(Requirement):
Your task is to copy all of the data exactly.

= Beginning of Section =

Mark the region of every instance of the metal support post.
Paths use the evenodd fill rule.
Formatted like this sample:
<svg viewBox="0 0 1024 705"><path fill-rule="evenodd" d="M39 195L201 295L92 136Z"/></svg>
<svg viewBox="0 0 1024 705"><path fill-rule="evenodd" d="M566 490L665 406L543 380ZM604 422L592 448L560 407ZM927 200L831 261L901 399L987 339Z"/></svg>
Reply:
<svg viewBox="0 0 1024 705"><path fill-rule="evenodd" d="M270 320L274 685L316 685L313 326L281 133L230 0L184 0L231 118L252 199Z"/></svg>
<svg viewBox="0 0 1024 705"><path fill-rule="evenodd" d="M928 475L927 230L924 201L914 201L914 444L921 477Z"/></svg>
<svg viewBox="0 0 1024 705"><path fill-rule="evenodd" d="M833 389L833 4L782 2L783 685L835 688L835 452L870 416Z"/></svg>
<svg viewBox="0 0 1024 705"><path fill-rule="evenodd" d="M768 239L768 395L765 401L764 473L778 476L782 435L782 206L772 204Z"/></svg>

= End of Section =

(Expected answer):
Mark the region of every instance of the metal support post.
Paths use the evenodd fill rule.
Formatted like this sample:
<svg viewBox="0 0 1024 705"><path fill-rule="evenodd" d="M39 195L201 295L92 136Z"/></svg>
<svg viewBox="0 0 1024 705"><path fill-rule="evenodd" d="M566 490L665 406L543 380ZM604 422L592 448L560 407ZM927 200L831 261L901 399L987 339Z"/></svg>
Reply:
<svg viewBox="0 0 1024 705"><path fill-rule="evenodd" d="M270 320L274 685L316 685L313 326L281 133L230 0L184 0L231 118L252 199Z"/></svg>
<svg viewBox="0 0 1024 705"><path fill-rule="evenodd" d="M928 475L927 230L924 201L914 201L914 444L921 477Z"/></svg>
<svg viewBox="0 0 1024 705"><path fill-rule="evenodd" d="M833 389L833 4L782 2L783 685L835 688L835 452L870 416Z"/></svg>
<svg viewBox="0 0 1024 705"><path fill-rule="evenodd" d="M768 239L768 395L765 401L764 473L778 476L782 435L782 206L772 204Z"/></svg>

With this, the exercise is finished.